* Document passage:
* * *

UAE-based private equity company Gulf Islamic Investments has fully acquired Anglo-Gulf Trade Bank (AGTB), a digital trade finance lender, from Mubadala Investment Company for an undisclosed sum.
AGTB is a digital bank licensed by the Financial Services Regulatory Authority of the Abu Dhabi Global Market, and is described as the world’s first digitally enabled trade bank, GII said on Wednesday.
ATGB is a joint venture between AGTB Holdings, a Rowland family-controlled company, and Mubadala.
It aims to address a growing gap in the trade finance market and support commerce between companies in the Middle East, the UK and Asia through blockchain technology.
Digital banks have become more popular, largely driven by an increasingly technology-savvy customer base and increased preference for online banking after the Covid-19 pandemic.
Digital-only banks are not a new concept in the UAE. In the first half of 2017, Emirates NBD launched Liv. bank, which is aimed at millennials. Mashreq, Dubai’s oldest lender, also unveiled Mashreq Neo in the same year.
Abu Dhabi Islamic Bank, the biggest Sharia-compliant lender in the emirate, set up a digital-only bank called Amwali last year to tap into the UAE’s growing segment of technology-savvy youths.
However, independent digital banks are also entering the market, including Al Maryah Community Bank, which secured a licence from the UAE Central Bank in April last year.
This was followed by the launch of the UAE’s first independent digital bank, Zand, which caters to retail and corporate clients.
The latest digital bank to receive in-principle approval in the region is Wio, whose shareholders consist of Abu Dhabi holding company ADQ, investments holding company Alpha Dhabi, e& (formerly Etisalat) and First Abu Dhabi Bank, the UAE’s largest lender by assets.
The total capital invested in Abu Dhabi-based Wio is Dh2.3 billion ($626 million), plus “in-kind contribution”, ADQ said earlier this year. ADQ and Alpha Dhabi hold a controlling stake of 65 per cent while e& holds 25 per cent. FAB has the remaining 10 per cent.

* * *

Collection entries

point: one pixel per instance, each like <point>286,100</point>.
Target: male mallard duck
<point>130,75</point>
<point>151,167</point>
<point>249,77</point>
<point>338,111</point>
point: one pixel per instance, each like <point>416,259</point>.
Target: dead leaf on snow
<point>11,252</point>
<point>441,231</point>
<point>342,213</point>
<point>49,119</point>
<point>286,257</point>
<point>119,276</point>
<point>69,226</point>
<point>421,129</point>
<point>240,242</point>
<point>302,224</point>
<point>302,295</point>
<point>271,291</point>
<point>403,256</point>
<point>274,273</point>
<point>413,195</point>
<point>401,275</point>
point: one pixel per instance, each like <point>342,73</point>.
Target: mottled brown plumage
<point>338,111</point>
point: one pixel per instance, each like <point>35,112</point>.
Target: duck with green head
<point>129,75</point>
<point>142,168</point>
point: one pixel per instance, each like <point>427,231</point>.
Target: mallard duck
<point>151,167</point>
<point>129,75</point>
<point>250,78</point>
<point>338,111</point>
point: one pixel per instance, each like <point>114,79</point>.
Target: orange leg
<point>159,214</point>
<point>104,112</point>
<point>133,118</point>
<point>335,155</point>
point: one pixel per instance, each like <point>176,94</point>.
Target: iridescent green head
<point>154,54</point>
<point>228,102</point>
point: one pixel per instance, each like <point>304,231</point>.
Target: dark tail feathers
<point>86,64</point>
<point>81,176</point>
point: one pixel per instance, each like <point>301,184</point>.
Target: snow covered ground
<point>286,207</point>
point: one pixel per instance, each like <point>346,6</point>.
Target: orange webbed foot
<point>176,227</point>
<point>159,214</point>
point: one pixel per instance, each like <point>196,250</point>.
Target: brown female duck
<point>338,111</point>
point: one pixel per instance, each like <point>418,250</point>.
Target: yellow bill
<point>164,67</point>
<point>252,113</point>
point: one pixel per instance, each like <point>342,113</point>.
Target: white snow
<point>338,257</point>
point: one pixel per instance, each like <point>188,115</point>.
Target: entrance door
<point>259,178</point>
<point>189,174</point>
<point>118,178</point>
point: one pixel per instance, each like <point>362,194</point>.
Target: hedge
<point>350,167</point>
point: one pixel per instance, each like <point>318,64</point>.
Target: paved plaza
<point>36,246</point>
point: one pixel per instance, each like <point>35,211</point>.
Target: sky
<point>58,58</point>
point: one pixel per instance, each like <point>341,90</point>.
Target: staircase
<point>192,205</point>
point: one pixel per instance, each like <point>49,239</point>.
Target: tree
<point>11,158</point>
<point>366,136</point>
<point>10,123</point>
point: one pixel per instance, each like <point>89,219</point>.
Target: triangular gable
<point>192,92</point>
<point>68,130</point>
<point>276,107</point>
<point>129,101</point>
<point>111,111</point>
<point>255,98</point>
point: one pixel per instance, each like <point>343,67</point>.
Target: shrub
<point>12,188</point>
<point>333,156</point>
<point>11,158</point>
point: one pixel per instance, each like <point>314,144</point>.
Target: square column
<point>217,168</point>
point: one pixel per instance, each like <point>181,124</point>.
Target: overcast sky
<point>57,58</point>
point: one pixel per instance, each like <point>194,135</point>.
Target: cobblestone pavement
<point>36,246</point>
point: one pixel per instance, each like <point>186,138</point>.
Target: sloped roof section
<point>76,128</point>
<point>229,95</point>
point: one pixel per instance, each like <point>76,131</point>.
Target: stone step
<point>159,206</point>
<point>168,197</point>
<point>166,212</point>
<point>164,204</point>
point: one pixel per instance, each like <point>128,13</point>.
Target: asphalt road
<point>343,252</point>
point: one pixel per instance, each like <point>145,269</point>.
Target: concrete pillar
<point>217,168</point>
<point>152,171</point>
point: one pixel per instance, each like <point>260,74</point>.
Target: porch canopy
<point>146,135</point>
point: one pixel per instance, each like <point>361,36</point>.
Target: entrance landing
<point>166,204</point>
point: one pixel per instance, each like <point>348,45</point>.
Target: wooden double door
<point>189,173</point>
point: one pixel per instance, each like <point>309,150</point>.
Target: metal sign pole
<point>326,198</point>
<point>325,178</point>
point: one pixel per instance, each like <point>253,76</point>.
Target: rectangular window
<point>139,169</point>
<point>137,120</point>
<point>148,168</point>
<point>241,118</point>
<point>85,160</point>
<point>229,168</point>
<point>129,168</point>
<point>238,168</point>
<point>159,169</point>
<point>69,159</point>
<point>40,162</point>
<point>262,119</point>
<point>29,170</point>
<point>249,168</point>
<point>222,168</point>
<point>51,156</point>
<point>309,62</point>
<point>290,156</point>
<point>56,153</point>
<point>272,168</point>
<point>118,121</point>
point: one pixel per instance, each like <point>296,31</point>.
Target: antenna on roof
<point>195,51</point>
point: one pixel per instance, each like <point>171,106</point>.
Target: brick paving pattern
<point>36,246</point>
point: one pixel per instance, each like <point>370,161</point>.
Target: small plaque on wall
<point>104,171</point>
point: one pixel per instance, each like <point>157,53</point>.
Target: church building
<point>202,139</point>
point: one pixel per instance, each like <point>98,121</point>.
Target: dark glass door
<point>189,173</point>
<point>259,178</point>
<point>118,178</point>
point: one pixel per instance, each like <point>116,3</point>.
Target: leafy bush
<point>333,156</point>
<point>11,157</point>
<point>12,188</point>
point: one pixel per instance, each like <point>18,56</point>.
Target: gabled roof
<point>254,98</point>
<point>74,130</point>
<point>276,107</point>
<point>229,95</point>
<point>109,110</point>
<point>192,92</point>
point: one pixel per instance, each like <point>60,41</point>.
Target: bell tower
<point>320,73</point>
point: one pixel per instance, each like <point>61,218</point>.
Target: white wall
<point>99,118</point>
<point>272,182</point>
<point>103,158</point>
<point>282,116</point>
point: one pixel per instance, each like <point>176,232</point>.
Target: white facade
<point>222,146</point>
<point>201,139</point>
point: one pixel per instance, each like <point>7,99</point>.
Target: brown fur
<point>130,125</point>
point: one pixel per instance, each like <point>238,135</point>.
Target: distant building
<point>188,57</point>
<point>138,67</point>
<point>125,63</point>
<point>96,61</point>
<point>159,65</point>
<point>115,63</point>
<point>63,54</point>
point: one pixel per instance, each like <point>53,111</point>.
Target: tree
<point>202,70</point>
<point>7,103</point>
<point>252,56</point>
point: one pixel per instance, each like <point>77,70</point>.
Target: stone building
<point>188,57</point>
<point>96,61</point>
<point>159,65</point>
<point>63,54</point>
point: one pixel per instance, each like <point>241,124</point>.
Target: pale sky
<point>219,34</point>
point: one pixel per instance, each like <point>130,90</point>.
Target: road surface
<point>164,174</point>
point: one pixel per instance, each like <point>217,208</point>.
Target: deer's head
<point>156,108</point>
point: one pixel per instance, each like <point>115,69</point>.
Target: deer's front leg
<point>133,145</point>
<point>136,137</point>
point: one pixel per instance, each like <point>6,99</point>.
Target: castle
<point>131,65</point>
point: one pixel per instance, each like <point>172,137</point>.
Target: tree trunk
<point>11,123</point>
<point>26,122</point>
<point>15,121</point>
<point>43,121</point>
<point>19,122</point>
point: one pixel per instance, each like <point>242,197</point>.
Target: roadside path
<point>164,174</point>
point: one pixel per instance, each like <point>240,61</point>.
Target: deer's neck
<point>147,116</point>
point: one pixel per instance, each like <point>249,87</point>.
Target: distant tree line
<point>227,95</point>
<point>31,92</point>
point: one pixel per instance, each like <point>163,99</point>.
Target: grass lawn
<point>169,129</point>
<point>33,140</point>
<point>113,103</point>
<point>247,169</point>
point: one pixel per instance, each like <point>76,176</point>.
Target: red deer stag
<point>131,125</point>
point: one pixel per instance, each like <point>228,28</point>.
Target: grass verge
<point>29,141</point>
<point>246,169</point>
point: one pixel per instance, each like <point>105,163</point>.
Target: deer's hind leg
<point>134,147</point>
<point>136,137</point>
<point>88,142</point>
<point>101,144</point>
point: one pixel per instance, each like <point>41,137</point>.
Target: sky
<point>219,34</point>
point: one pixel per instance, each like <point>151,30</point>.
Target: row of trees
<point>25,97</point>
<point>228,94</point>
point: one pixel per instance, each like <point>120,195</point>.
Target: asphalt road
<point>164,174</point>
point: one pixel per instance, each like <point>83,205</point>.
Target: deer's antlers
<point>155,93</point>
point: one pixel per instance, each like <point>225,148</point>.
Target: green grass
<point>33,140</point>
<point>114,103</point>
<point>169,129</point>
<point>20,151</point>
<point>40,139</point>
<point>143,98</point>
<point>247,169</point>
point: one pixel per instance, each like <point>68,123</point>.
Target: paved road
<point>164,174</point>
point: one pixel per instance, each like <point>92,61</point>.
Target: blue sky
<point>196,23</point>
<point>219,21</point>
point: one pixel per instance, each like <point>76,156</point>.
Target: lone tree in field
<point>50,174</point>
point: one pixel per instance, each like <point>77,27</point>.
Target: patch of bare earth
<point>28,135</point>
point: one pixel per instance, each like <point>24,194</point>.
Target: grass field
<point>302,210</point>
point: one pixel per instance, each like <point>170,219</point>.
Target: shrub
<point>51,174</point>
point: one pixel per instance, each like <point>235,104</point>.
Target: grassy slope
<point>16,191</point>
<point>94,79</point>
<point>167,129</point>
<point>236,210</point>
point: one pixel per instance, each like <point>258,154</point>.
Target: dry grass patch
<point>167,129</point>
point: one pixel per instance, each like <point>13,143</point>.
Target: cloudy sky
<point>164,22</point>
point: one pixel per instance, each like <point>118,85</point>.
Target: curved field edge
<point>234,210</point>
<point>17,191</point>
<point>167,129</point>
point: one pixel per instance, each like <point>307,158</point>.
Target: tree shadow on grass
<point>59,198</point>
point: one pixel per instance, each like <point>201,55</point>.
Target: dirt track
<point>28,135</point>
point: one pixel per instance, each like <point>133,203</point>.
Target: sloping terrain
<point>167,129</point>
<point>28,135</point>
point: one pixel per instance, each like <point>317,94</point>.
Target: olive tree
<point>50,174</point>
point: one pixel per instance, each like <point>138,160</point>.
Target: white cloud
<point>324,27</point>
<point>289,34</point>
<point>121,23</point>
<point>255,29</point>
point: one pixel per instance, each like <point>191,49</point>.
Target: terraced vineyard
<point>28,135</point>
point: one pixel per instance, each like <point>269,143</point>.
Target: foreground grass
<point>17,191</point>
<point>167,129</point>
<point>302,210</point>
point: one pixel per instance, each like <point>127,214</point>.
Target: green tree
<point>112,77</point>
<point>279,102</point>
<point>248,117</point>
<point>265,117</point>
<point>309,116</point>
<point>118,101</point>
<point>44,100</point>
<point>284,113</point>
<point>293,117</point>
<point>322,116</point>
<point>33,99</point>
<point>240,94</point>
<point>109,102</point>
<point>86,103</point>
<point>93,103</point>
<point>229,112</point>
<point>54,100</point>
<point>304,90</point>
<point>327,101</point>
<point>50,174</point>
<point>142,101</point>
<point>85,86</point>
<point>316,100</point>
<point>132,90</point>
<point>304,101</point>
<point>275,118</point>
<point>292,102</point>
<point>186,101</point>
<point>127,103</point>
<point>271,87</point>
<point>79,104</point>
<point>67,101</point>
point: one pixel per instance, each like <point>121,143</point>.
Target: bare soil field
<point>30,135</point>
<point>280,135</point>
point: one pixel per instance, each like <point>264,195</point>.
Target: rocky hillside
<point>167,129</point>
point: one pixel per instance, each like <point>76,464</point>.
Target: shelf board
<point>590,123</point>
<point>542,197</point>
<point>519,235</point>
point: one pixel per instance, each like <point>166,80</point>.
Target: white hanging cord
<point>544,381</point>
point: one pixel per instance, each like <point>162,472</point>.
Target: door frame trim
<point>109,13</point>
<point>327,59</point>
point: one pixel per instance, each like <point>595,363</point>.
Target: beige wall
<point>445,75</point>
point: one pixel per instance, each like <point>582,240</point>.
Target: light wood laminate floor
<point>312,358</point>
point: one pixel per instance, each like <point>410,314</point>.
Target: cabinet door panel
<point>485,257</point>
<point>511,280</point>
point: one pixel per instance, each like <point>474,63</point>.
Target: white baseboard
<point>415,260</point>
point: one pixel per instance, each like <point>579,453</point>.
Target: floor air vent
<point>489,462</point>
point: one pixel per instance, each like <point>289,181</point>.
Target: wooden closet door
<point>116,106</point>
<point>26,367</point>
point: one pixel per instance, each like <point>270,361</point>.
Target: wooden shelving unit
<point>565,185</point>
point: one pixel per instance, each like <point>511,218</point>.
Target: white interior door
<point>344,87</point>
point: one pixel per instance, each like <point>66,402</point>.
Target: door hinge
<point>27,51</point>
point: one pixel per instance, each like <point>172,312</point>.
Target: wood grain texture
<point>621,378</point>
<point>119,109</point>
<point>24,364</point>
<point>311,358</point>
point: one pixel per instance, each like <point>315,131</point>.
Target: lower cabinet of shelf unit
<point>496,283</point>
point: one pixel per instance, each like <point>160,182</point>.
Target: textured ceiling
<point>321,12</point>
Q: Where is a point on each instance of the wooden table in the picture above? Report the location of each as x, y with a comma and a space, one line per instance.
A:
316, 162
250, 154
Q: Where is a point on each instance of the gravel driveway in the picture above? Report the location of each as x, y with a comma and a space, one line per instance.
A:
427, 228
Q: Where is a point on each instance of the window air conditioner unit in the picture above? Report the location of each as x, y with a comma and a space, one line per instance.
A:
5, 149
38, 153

* * *

* Aim of the exercise: According to the article on the Anglo-Gulf Trade Bank acquisition, who are Wio's shareholders? None of the rows are needed here.

* Result of this task:
- ADQ
- Alpha Dhabi
- e& (formerly Etisalat)
- First Abu Dhabi Bank